Exercises
a. In the piece on Oregon's Senate primary, what were the vote percentages for Monica Wehby and Jason Conger?
b. Please rewrite the piece on Oregon's Senate primary starting at "A police report" and ending at "November general election.", using "defeated" in place of "trounced".

Provided passage
______________________________
Pediatric neurosurgeon and accused stalker Monica Wehby easily beat second place Jason Conger 50 percent to 37 percent yesterday in Oregon’s Republican US Senate primary, after voters ran out of time to make an informed decision.
A police report detailing allegations that Wehby repeatedly stalked her ex-boyfriend at his home, entered without his invitation, and harassed his employees, did not emerge until Friday, May 16, the last day in which Oregon voters could be reasonably assured of putting their ballot in the mail and having it arrive by the state’s Tuesday, May 18 received-by deadline.
Wehby will go on to be trounced by Democratic incumbent Senator Jeff Merkley in the November general election.
Every election season our state’s editorial boards chime in with demands to switch Washington’s postmarked-by Election Day ballot deadline to Oregon’s more restrictive received-by deadline. The argument is that forcing voters to return their ballots sooner would result in faster election results. But as I’ve repeatedly explained, it won’t. Our elections departments can’t keep up with the volume of ballots that already arrive during the final couple days of the election. All switching the deadline would do is disenfranchise thousands of additional Washington voters.
But the Wehby incident illustrates another disadvantage to Oregon’s received-by deadline: it effectively shortens the election season by three or four days, leaving many voters unable to respond to late-breaking news like Wehby’s stalking scandal. In Washington, you can drop your ballot off at your neighborhood post office as late as Tuesday afternoon and be reasonably assured that your vote will eventually be counted, but in Oregon you damn well better put your ballot in the mail by Friday, Saturday at the absolute latest. Sure, first class mail sometimes arrives next day when mailed within the same urban center, but sometimes it doesn’t. So you’d be crazy to post your ballot on a Monday.
In practice, Tuesday’s proximity to the weekend essentially moves Oregon’s vote-by-mail Election Day to the previous Friday.
There are many advantages to a vote-by-mail election, not the least of which being the vastly reduced opportunities for voter suppression. But there is no reason to exacerbate the system’s weaknesses in pursuit of maybe reporting election results a tiny bit faster.
______________________________
Natural-language object grounding entries

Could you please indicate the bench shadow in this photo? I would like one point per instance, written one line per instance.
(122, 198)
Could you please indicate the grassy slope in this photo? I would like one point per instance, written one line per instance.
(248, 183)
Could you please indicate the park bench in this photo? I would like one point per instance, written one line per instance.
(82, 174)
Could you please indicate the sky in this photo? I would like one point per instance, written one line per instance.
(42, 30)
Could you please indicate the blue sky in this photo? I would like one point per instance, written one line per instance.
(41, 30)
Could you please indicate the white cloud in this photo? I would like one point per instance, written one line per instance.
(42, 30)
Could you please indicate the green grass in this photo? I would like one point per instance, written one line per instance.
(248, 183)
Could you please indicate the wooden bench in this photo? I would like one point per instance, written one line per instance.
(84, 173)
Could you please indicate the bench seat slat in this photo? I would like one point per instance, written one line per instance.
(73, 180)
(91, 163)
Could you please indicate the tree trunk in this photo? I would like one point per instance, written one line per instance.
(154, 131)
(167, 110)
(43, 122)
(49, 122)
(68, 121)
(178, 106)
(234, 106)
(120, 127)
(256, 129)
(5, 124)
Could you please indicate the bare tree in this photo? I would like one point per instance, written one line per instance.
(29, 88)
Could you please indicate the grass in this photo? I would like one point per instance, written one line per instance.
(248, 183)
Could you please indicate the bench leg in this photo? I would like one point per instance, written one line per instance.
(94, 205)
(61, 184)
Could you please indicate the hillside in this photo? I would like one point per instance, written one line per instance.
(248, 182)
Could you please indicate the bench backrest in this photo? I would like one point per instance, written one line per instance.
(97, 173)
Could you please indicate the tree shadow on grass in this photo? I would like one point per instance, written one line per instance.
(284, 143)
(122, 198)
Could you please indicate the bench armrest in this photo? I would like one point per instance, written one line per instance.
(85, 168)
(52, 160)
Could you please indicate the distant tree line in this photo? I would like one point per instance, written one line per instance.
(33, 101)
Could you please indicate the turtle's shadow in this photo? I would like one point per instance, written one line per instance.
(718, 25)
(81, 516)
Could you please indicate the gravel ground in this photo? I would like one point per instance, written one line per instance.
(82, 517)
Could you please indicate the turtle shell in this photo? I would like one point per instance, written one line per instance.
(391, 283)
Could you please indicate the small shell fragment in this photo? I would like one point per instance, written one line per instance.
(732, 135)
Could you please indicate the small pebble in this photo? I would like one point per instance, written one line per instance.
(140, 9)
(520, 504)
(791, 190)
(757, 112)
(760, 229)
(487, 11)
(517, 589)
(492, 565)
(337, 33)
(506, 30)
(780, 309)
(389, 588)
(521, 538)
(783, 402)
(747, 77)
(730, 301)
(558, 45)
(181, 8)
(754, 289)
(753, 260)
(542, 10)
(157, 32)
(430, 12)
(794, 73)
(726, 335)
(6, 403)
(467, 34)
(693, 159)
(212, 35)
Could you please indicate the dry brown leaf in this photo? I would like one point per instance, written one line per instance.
______________________________
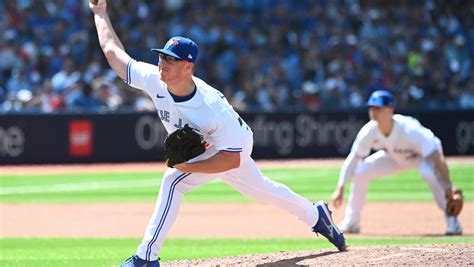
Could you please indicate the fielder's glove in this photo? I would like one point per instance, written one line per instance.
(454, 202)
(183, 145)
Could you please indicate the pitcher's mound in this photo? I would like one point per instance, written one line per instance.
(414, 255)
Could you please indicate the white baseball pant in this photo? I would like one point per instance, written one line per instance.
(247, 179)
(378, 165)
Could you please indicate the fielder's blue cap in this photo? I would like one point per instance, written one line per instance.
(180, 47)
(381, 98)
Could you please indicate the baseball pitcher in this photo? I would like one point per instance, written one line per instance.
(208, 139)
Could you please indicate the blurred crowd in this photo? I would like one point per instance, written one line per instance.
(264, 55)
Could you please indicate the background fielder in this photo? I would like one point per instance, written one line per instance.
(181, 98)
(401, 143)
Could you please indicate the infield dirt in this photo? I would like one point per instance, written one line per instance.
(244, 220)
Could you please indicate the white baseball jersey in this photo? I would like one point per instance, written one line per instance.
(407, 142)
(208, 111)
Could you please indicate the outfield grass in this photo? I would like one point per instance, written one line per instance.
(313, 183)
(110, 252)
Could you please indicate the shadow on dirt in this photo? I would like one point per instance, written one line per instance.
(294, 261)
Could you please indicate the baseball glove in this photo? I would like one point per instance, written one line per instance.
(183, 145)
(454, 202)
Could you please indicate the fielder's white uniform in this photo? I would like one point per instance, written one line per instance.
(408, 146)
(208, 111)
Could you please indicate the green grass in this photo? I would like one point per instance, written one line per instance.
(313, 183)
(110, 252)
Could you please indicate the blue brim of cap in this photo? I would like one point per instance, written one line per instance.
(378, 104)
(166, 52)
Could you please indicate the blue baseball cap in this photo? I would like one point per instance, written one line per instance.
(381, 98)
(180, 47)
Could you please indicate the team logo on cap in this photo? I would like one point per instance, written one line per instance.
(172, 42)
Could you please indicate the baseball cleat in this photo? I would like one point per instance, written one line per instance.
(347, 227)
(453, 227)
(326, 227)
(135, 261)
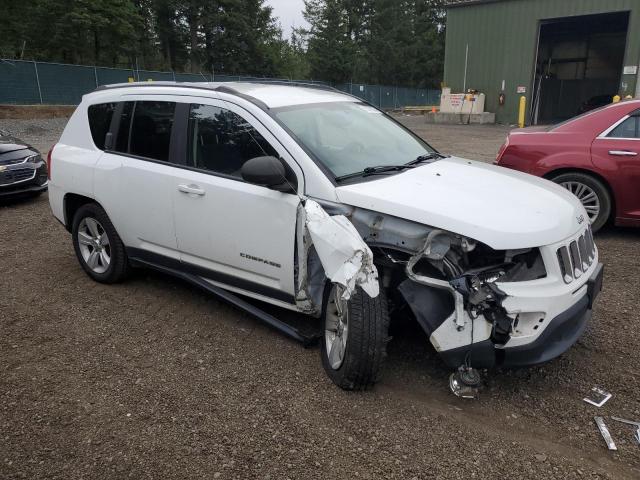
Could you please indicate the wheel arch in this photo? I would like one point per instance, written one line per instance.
______________________________
Task responses
a. Wehby won 50 percent and Conger 37 percent.

b.
A police report detailing allegations that Wehby repeatedly stalked her ex-boyfriend at his home, entered without his invitation, and harassed his employees, did not emerge until Friday, May 16, the last day in which Oregon voters could be reasonably assured of putting their ballot in the mail and having it arrive by the state’s Tuesday, May 18 received-by deadline.
Wehby will go on to be defeated by Democratic incumbent Senator Jeff Merkley in the November general election.